# Start of Records for the exercise
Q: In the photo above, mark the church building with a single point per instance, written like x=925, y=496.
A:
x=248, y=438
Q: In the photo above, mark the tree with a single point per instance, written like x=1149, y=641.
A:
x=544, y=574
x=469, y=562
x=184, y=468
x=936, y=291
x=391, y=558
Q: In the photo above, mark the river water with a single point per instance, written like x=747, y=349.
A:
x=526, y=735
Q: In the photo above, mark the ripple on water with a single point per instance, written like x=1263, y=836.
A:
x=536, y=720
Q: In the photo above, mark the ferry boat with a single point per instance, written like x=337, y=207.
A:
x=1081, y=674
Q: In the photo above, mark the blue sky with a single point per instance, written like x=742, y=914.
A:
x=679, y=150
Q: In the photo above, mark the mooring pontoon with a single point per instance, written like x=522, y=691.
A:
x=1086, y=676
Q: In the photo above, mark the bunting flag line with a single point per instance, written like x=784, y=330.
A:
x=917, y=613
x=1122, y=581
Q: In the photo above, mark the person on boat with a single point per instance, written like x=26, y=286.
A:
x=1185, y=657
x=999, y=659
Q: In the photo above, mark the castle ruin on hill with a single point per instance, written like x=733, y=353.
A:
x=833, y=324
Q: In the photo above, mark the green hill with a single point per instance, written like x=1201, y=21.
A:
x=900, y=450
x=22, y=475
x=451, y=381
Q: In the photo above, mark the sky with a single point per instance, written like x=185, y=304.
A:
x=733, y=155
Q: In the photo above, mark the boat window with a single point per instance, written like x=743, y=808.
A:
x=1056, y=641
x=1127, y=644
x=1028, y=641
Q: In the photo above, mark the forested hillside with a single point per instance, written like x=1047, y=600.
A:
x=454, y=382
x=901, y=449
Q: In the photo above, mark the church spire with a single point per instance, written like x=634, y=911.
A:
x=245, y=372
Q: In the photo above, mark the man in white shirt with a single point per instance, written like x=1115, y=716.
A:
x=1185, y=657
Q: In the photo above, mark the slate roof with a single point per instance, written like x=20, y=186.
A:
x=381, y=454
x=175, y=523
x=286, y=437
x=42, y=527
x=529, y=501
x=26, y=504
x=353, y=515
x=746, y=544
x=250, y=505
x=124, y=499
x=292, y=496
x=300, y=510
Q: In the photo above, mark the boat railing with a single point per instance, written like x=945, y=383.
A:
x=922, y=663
# End of Records for the exercise
# Start of Records for the exercise
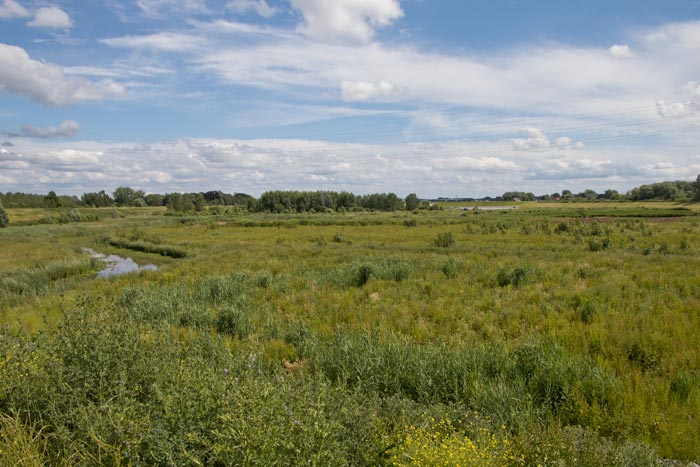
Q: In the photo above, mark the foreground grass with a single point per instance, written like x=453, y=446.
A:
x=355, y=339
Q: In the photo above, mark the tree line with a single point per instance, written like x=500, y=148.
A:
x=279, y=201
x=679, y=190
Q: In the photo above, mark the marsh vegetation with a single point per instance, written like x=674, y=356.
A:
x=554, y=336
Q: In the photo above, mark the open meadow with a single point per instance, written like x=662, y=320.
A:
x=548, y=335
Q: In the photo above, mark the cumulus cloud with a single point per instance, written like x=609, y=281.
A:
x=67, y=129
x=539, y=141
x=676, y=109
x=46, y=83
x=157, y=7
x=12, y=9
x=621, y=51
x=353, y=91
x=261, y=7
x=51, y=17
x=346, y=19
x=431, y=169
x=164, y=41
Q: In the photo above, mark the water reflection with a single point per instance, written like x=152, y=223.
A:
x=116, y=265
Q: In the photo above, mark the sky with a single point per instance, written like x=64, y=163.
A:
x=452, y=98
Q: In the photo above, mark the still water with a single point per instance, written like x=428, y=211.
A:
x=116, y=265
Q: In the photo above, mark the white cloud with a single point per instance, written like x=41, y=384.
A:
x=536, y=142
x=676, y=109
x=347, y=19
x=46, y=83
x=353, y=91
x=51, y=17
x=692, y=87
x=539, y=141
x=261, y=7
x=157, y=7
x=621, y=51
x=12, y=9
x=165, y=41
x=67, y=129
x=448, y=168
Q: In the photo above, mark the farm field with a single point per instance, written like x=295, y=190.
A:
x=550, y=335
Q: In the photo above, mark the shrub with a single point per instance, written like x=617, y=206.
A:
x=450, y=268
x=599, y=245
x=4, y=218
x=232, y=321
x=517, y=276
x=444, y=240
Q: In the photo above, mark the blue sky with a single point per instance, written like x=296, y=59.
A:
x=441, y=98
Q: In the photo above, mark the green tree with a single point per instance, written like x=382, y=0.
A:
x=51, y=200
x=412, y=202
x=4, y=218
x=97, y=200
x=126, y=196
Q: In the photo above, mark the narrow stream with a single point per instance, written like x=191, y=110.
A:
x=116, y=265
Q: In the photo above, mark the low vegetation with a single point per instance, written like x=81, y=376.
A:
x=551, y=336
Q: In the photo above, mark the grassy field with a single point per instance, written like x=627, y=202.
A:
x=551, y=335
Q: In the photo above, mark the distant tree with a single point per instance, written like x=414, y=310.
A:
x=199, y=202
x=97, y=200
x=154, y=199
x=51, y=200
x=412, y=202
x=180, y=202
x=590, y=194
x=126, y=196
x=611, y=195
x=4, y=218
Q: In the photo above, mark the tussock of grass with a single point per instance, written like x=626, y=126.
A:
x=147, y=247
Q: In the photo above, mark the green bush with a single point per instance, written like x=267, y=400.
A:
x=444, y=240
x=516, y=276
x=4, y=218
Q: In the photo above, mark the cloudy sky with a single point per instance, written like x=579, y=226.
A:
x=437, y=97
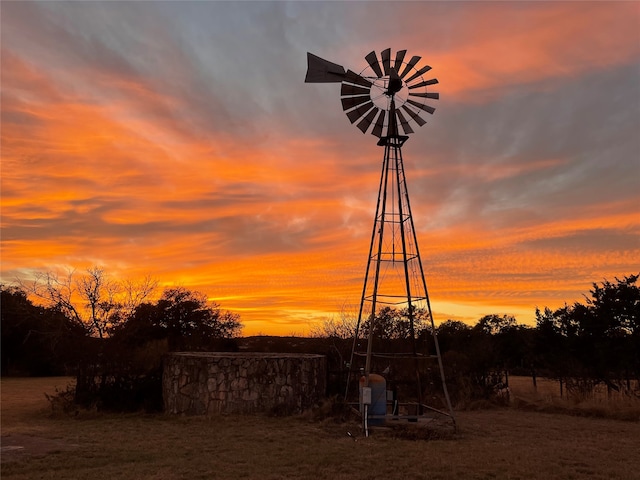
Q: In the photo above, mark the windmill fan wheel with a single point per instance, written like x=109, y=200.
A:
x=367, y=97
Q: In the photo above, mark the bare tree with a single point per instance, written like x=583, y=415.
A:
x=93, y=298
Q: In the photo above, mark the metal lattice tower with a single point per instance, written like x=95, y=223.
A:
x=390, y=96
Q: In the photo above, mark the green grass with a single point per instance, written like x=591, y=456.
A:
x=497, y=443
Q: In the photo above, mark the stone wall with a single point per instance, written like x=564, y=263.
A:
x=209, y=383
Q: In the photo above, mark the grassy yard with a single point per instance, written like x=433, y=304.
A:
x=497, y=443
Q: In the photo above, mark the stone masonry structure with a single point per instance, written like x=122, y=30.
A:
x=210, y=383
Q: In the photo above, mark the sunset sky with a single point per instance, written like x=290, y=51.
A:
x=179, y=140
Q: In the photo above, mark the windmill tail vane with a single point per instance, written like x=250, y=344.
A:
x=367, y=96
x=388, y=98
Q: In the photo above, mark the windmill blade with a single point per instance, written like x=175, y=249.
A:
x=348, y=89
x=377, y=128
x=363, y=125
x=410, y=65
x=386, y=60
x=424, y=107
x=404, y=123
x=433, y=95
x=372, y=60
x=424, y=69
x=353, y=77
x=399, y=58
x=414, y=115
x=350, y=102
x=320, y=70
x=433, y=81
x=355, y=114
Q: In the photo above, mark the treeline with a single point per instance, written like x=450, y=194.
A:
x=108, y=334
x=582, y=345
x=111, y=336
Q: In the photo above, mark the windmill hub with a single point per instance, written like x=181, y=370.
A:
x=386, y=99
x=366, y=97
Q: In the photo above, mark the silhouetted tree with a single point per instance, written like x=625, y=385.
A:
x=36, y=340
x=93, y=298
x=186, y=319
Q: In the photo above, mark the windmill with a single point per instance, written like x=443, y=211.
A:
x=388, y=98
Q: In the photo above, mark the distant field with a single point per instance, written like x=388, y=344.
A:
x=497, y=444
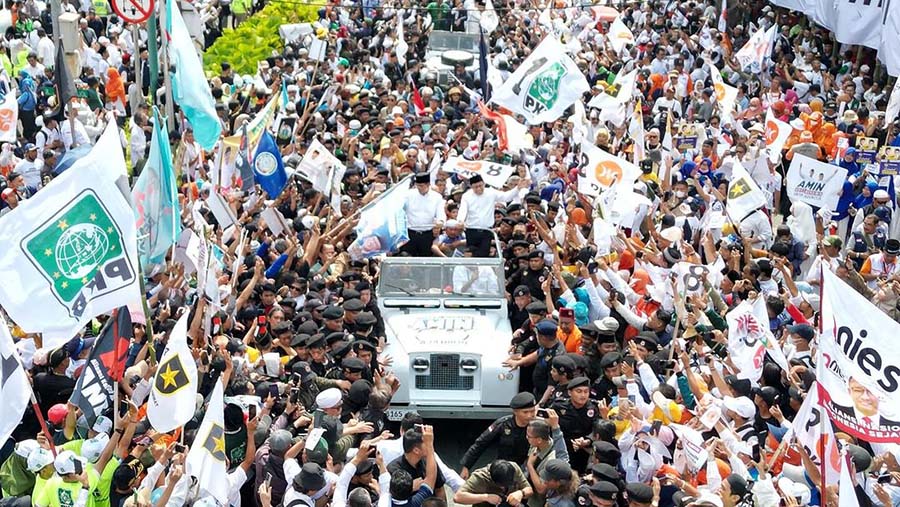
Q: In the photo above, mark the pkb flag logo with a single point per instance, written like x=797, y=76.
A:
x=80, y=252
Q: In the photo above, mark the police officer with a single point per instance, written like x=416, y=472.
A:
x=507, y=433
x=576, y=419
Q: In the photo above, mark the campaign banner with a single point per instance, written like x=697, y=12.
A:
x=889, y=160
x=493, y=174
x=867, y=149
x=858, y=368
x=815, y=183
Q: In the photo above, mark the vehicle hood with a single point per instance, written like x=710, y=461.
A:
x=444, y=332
# End of Records for the exercise
# Start of Records for the exercise
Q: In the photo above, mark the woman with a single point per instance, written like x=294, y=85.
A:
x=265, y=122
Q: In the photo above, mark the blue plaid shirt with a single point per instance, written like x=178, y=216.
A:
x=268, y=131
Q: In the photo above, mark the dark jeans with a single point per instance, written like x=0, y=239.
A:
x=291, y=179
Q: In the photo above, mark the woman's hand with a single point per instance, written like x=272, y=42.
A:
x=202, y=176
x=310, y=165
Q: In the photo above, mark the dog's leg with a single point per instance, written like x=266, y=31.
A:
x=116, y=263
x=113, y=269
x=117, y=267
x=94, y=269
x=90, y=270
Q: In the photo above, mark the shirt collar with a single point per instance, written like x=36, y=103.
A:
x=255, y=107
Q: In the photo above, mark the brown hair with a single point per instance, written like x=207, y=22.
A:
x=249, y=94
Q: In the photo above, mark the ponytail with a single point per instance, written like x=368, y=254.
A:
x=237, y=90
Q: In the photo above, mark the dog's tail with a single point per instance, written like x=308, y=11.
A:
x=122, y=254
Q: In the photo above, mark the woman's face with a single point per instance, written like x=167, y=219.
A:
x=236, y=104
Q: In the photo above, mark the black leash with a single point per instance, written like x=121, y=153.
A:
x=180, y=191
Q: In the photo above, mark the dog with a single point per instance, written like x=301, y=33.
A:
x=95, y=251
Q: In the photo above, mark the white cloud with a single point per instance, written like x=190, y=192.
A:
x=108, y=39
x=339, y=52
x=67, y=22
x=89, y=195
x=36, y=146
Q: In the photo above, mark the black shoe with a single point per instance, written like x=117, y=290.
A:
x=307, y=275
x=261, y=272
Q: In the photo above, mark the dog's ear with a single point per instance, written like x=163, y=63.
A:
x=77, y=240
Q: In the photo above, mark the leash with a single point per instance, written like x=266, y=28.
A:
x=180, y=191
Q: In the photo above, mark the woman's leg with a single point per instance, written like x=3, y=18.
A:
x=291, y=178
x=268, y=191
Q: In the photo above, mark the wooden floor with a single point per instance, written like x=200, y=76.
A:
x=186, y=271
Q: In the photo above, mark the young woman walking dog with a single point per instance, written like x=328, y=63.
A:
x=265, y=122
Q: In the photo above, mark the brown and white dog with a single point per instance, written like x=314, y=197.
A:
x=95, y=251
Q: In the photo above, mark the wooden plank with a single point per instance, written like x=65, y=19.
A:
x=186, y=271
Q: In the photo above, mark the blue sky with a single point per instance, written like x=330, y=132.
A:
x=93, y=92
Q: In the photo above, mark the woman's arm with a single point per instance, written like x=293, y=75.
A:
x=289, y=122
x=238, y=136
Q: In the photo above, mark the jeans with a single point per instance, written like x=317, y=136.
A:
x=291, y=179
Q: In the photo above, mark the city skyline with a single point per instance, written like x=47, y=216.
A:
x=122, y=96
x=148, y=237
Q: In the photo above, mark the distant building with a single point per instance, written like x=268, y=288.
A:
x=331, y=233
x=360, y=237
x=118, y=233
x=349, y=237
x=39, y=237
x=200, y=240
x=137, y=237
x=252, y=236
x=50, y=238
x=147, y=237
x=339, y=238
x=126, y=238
# End of Records for the exercise
Echo the lines of the material starting at the one containing "Q: In the photo above, mark the narrow" and ending at the one containing "x=147, y=247", both included, reproducing them without any change.

Q: In the photo above, mark the narrow stream with a single point per instance, written like x=191, y=110.
A:
x=116, y=265
Q: In the photo above, mark the low vegetation with a single point per instance, written like x=81, y=376.
A:
x=551, y=336
Q: In the photo above, mark the grassy field with a single point per instance, written like x=627, y=202.
A:
x=551, y=335
Q: In the photo above, mark the distant tree with a single point per instance, written like x=414, y=310.
A:
x=199, y=202
x=97, y=200
x=154, y=199
x=51, y=200
x=412, y=202
x=180, y=202
x=590, y=194
x=126, y=196
x=611, y=195
x=4, y=218
Q: In the photo above, mark the tussock of grass with a single point per instance, written like x=626, y=126.
A:
x=147, y=247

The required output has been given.